(this can be read without part 1, but here's the link if you're interested)
In a lot of ways we have beaten the Goatstead into submission. We have cut many a tree (mostly dead), hauled sticks and branches and logs, taken down old fences, added new, told which woodland creatures who could come near and who couldn’t. Inside I'm pretty sure every surface has been touched, though I did find the last globe light in a hall closet yesterday. A relic that will linger I suppose. I worked so hard this year on the pear trees. Fertilizing, watching, waiting, watering and over watering (sorry Rob for the $500 water bill). They grew beautifully, but were as hard as rocks. I refrigerated them because the internet told me to. Then I waited, waited, waited. Almost too long actually. I had given some away to owners of goats and pigs. Rob had dumped a bunch into a field. I was ready to trash them all but then I cut into one, weeks after picking, and it was pure candy.
I had perfectly ripe pears, everything I had dreamed and worked for, and in water bills paid for, and it seemed my only option was to give them all away. I realized that this was always going to be the gig. Farmers don't grow large crops for themselves. It is to sell or give, for the purpose of feeding others. And so were my trees. They were for giving, for the feeding and nourishing of someone else. How sweet.
Let’s talk about our garden. This garden was the fruition of a ten year dream. I planned it out in my mind and with a garden consultant. Watched the you tube videos, phoned a friend and then pushed, “GO.” We got a late start according to the growing season and worked hard to get pipes for irrigation and most importantly to get the soil in the beds so I could plant before it got too hot. As I was shoveling one day (of many days), I felt the Lord say, “This is someone else's garden.”
Umm what.
This is all I have dreamed of and wanted and it's right outside my kitchen table window with the trellis and everything?! I like to pretend I don’t hear things but God is relentless in the best way. I had been listening to Jamie Nato’s book, This Must Be the Place, and then chapter 9 started… “Chapter 9: Someone else’s Garden.” I stopped dead in my shoveling.
The chapter was about moving away, buying a property and finding the fruit of someone else’s labor. In her case it was leaving peonies and then finding new ones. Then there was this line, “With fresh dirt on my face I will say, I did my best for you, I didn’t just take what was mine. There is hope for you in the soil, I sowed seeds of joy for you.” And so with that, and a feeling in my bones, I planted seeds knowing I would soon walk away from them.

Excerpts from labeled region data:
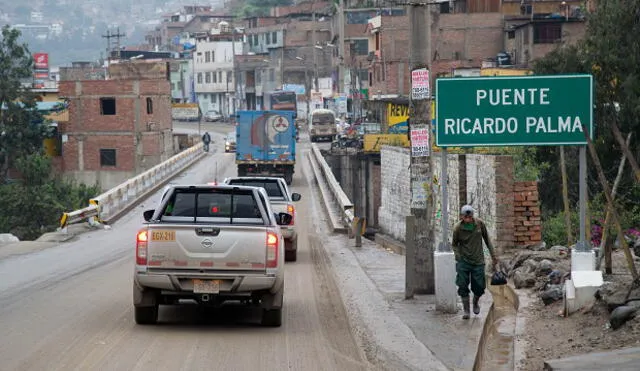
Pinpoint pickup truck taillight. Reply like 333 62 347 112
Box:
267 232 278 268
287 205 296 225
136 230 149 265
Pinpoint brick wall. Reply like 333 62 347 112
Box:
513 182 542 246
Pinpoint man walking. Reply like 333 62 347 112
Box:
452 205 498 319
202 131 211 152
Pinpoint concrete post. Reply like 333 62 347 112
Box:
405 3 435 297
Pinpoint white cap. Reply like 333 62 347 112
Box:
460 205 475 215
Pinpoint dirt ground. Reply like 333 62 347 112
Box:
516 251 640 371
* * *
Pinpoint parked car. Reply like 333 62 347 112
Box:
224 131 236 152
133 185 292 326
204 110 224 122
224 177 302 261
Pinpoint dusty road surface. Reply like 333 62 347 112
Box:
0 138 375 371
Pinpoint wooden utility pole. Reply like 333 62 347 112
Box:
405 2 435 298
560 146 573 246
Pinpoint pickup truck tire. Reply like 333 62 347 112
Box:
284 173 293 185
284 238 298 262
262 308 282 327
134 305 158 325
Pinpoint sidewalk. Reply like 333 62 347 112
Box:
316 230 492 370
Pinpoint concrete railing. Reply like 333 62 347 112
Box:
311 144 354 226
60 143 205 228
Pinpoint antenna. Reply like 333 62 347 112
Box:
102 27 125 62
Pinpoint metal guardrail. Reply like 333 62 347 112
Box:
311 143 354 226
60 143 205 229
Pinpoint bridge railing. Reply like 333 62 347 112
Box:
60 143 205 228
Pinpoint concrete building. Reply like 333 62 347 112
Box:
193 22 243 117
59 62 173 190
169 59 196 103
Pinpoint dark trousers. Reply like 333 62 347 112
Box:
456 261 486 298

• TASKS FOR THIS EXERCISE:
[a] Print everything in the Goatstead post from "In a lot of" down to "was pure candy.".
[b] Render the listing as a numbered list, from the line containing "Pinpoint sidewalk. Reply like 333 62 347 112" down to the line containing "102 27 125 62", with both of those lines included and blank lines left out.
The listing has no connection to the post about the Goatstead.

• REPLIES:
[a]
In a lot of ways we have beaten the Goatstead into submission. We have cut many a tree (mostly dead), hauled sticks and branches and logs, taken down old fences, added new, told which woodland creatures who could come near and who couldn’t. Inside I'm pretty sure every surface has been touched, though I did find the last globe light in a hall closet yesterday. A relic that will linger I suppose. I worked so hard this year on the pear trees. Fertilizing, watching, waiting, watering and over watering (sorry Rob for the $500 water bill). They grew beautifully, but were as hard as rocks. I refrigerated them because the internet told me to. Then I waited, waited, waited. Almost too long actually. I had given some away to owners of goats and pigs. Rob had dumped a bunch into a field. I was ready to trash them all but then I cut into one, weeks after picking, and it was pure candy.

[b]
1. Pinpoint sidewalk. Reply like 333 62 347 112
2. Box:
3. 316 230 492 370
4. Pinpoint concrete railing. Reply like 333 62 347 112
5. Box:
6. 311 144 354 226
7. 60 143 205 228
8. Pinpoint antenna. Reply like 333 62 347 112
9. Box:
10. 102 27 125 62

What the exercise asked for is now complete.